• Set tasks
1. In the voting rights article below, reproduce the passage from "ST. PAUL, Minn." up to and including "him the 2020 election.", changing "Congress" to "the federal legislature".
2. Which states does the voting rights article below name as places where legislators are pursuing state voting rights acts?
3. Continue the voting rights article below, starting after its last sentence.

• Excerpt
>> begin
ST. PAUL, Minn. (AP) — An appeals court ruling that weakened a key part of the Voting Rights Act is spurring lawmakers in several states to enact state-level protections to plug gaps that the ruling opened in the landmark federal law aimed at prohibiting racial discrimination in voting.

Democratic-led states have been taking matters into their own hands because national legislation to expand voting rights remains stalled in a divided Congress. Meanwhile, Republican lawmakers in many states have tried to erode safeguards in the name of protecting election integrity amid former President Donald Trump’s false claims that vote fraud cost him the 2020 election.

Legislators in Minnesota, Michigan, Maryland, New Jersey and Florida are pursuing state voting rights acts, building on ones enacted by New York in 2022 and Connecticut in 2023, as well as ones enacted earlier in Virginia, Oregon, Washington and California.

“And we know of interest from other states that are considering taking up state VRAs in the next year or so,” said Michael Pernick, an attorney for the NAACP Legal Defense Fund in New York.
>> end
• Record list
>> begin
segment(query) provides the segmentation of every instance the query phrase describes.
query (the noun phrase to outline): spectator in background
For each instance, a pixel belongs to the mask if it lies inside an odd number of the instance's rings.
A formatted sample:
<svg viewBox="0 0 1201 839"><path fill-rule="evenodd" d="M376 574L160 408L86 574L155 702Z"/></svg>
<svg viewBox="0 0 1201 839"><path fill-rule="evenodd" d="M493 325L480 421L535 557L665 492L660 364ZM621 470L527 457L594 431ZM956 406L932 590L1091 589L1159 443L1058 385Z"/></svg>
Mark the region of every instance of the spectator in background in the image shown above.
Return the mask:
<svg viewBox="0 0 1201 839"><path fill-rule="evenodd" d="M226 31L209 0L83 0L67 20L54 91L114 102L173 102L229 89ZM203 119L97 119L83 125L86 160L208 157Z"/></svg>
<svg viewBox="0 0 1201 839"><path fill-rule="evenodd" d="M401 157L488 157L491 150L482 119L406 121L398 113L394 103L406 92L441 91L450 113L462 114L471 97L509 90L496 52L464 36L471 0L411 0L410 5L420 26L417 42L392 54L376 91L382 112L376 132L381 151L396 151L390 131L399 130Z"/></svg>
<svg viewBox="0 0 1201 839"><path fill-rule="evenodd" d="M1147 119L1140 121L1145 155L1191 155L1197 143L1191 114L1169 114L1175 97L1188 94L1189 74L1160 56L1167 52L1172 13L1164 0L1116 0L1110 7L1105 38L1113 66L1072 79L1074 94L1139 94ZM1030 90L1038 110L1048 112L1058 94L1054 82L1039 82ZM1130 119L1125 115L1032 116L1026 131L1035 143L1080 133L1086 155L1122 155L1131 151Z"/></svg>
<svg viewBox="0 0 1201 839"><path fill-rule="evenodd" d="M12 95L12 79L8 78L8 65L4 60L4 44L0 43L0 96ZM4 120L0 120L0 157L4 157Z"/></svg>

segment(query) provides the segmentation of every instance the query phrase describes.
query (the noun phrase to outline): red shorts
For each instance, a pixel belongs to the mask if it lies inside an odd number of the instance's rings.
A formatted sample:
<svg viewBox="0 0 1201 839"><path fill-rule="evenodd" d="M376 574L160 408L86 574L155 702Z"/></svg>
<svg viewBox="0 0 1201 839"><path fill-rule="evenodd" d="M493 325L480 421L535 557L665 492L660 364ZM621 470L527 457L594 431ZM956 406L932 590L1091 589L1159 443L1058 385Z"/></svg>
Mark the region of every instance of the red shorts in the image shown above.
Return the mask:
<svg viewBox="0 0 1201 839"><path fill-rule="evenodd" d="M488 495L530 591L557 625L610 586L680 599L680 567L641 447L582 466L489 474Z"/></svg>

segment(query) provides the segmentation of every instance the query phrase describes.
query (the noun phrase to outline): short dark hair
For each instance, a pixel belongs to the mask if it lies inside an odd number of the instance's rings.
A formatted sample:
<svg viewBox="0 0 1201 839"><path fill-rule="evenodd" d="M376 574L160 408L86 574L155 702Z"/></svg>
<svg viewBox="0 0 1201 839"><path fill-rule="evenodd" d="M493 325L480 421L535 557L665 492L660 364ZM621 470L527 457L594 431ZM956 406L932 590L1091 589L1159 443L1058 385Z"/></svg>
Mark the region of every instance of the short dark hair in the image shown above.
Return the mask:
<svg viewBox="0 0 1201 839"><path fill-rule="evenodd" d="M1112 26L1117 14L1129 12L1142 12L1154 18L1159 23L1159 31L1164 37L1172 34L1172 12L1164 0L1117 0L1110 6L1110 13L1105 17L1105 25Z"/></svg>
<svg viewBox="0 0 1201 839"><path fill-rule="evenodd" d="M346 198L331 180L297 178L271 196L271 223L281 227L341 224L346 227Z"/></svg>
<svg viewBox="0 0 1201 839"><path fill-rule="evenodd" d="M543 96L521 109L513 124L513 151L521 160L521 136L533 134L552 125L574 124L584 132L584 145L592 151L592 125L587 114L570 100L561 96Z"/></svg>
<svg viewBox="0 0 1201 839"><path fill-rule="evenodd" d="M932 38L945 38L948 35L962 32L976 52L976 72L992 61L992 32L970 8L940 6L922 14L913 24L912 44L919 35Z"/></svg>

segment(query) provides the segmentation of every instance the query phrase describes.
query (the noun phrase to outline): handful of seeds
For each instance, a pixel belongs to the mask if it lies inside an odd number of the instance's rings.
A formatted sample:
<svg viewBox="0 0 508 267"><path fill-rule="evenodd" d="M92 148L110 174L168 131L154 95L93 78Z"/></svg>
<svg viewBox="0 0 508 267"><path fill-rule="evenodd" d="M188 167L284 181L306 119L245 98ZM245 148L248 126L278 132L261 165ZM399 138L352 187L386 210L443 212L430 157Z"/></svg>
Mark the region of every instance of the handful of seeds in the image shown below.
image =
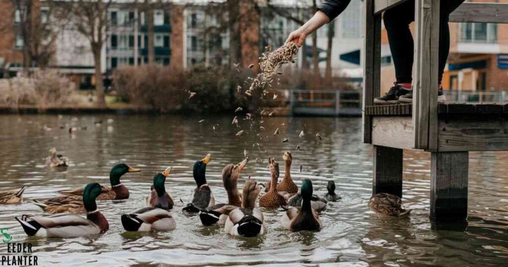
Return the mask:
<svg viewBox="0 0 508 267"><path fill-rule="evenodd" d="M256 76L245 94L251 95L256 88L270 85L273 81L273 75L277 73L277 69L282 64L294 61L293 56L298 52L299 48L296 43L290 42L273 52L263 54L263 56L259 58L261 72Z"/></svg>

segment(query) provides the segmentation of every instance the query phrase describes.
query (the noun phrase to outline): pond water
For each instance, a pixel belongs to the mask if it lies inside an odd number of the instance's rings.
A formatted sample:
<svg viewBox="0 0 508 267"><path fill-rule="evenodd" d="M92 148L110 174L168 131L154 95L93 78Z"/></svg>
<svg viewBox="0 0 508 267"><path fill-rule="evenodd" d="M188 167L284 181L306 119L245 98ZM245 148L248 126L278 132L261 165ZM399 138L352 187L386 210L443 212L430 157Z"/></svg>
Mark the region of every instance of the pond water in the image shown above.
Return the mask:
<svg viewBox="0 0 508 267"><path fill-rule="evenodd" d="M108 124L108 119L113 121ZM247 121L240 119L245 132L240 136L235 135L239 129L231 125L232 119L0 116L0 188L28 187L22 204L0 206L0 226L10 228L13 242L33 244L41 265L499 266L508 262L508 153L470 153L467 223L442 225L428 217L430 155L405 152L403 201L406 208L412 209L411 215L380 218L367 205L371 192L372 151L362 143L360 118L269 117L264 119L266 132L251 130ZM201 120L205 121L199 122ZM100 121L101 126L94 124ZM86 129L70 134L66 124ZM274 136L277 128L280 134ZM302 130L306 135L300 138ZM321 141L316 139L316 133L323 137ZM283 138L290 141L282 143ZM297 145L301 151L296 151ZM48 150L53 147L70 159L66 170L44 166ZM195 186L194 162L211 154L208 183L217 201L226 201L222 168L241 161L244 150L251 158L264 160L249 162L239 181L240 187L249 175L269 181L266 159L275 157L282 162L284 150L293 153L292 175L299 186L303 179L310 178L314 192L323 194L327 181L335 181L342 200L330 203L321 215L321 231L288 231L279 222L282 212L272 211L265 213L266 235L237 238L225 235L218 227L202 226L197 217L182 214L184 204L179 199L186 202ZM122 179L131 191L129 199L98 202L110 223L105 234L65 240L28 238L14 220L15 216L23 214L43 214L30 199L55 196L58 190L91 182L109 186L110 169L120 161L142 172ZM153 174L168 165L173 170L166 188L177 200L177 229L125 232L120 215L143 206ZM281 176L283 172L281 169ZM0 254L6 253L7 246L0 245Z"/></svg>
>> end
• Task-by-task answers
1.
ST. PAUL, Minn. (AP) — An appeals court ruling that weakened a key part of the Voting Rights Act is spurring lawmakers in several states to enact state-level protections to plug gaps that the ruling opened in the landmark federal law aimed at prohibiting racial discrimination in voting.

Democratic-led states have been taking matters into their own hands because national legislation to expand voting rights remains stalled in a divided the federal legislature. Meanwhile, Republican lawmakers in many states have tried to erode safeguards in the name of protecting election integrity amid former President Donald Trump’s false claims that vote fraud cost him the 2020 election.

2. Minnesota, Michigan, Maryland, New Jersey, Florida

3.
In Minnesota, Democratic Rep. Emma Greenman, of Minneapolis, said she felt an urgent need to act after the 8th U.S. Circuit Court of Appeals ruled last year in an Arkansas case that voters and groups could no longer sue under Section 2 of the federal Voting Rights Act — only the U.S. attorney general.

Section 2 prohibits voting practices or procedures that discriminate on the basis of race, including maps that disadvantage voters of color. Lawsuits have long been brought under the section to try to ensure Black voters have adequate political representation in places with a long history of racism, including many Southern states.

The appeals court decision currently applies only to the seven states in the 8th Circuit, which stretches from Minnesota to Arkansas. Legal observers expect the case to end up before the U.S. Supreme Court.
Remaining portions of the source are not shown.